Return exactly the lines from the one containing "Query: green hedge" through the end of the material below, and leave the images out.
******************************
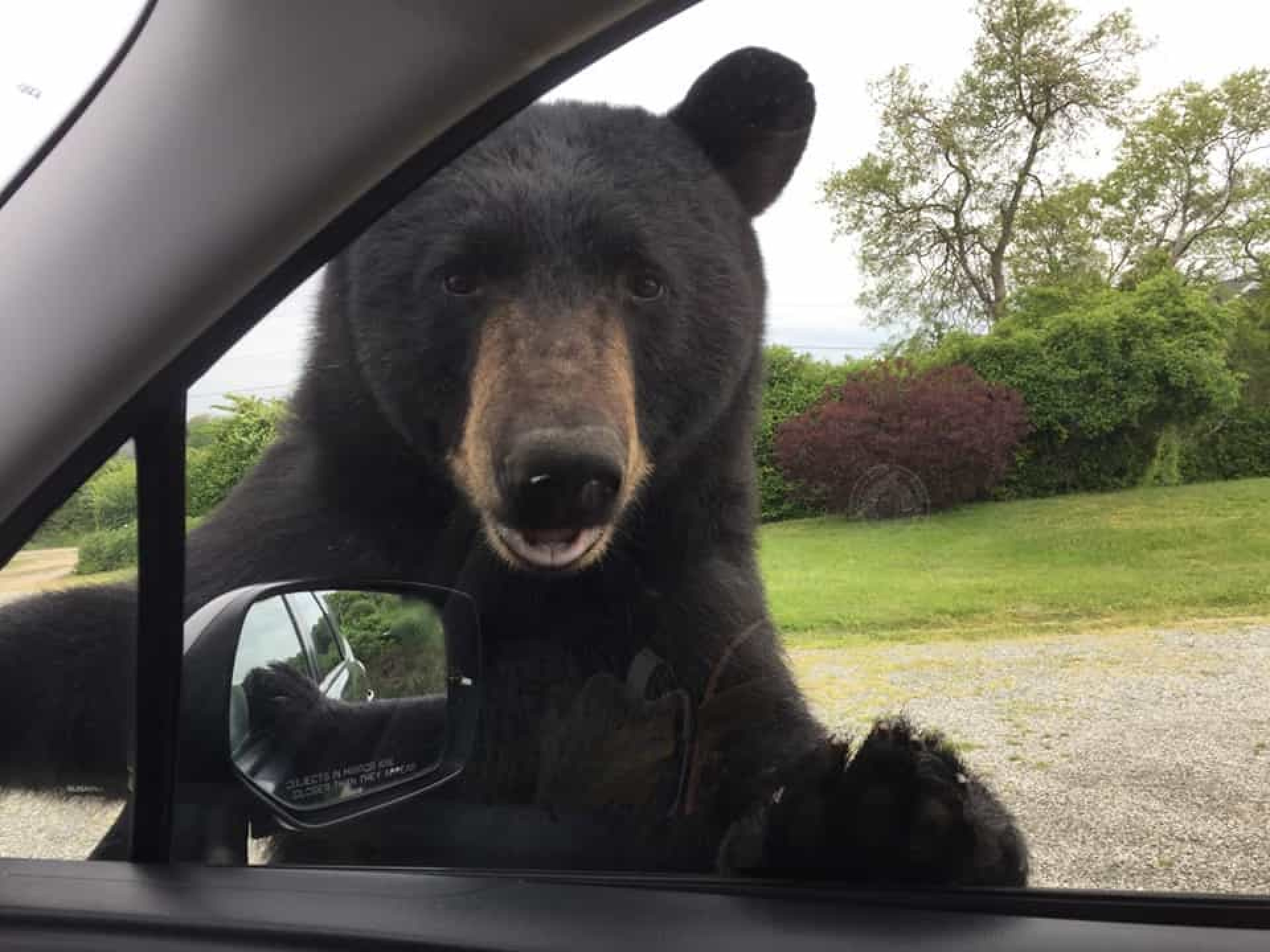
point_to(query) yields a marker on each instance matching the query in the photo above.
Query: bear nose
(562, 479)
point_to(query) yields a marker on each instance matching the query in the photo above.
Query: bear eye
(646, 286)
(460, 285)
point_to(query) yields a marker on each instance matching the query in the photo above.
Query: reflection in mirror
(337, 695)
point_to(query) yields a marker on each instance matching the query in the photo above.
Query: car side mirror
(331, 699)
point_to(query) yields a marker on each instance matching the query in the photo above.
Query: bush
(107, 550)
(948, 427)
(230, 448)
(1238, 447)
(792, 383)
(107, 500)
(113, 494)
(1105, 379)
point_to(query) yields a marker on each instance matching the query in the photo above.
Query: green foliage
(107, 550)
(234, 446)
(937, 205)
(1140, 557)
(400, 641)
(1188, 183)
(1236, 447)
(107, 500)
(1104, 379)
(793, 382)
(220, 452)
(1250, 346)
(201, 430)
(113, 494)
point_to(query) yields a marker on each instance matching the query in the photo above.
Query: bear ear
(752, 113)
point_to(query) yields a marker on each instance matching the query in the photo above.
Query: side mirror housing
(321, 701)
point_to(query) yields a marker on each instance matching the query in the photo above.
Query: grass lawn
(1138, 557)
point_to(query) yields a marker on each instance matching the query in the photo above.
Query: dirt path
(33, 571)
(1133, 761)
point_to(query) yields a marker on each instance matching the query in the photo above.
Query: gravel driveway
(1133, 761)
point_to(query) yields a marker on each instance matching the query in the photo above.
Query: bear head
(553, 321)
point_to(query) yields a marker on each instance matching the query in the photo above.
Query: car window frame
(306, 639)
(155, 419)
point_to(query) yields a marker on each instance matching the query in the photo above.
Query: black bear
(536, 381)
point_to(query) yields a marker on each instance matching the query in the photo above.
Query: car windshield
(51, 54)
(840, 442)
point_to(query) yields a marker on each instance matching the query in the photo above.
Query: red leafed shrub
(943, 434)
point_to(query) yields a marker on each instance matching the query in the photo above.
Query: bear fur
(589, 273)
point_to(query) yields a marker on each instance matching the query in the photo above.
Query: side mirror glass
(341, 698)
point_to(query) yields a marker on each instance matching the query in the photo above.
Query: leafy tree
(792, 383)
(937, 205)
(201, 429)
(1105, 377)
(238, 441)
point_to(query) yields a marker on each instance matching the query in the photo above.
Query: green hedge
(400, 643)
(1105, 379)
(110, 550)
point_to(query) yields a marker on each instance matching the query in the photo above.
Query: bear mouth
(552, 550)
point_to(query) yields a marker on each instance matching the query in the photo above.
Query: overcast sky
(842, 46)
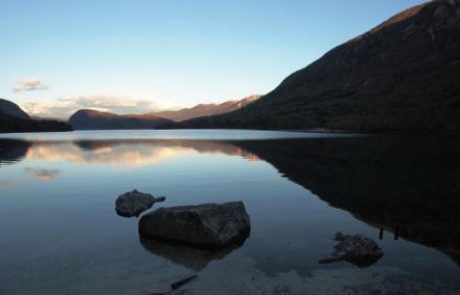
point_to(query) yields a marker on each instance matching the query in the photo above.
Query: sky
******************************
[RESULT BELOW]
Query: green hedge
(400, 643)
(1105, 379)
(110, 550)
point_to(query) yields a marker on each instance matching the query in the photo above.
Query: bear mouth
(552, 550)
point_to(query) yields a marker on each instance matching the query in the photo above.
Query: overcast sky
(842, 46)
point_to(query) yields a marker on each instance matching the query in the photo above.
Query: sky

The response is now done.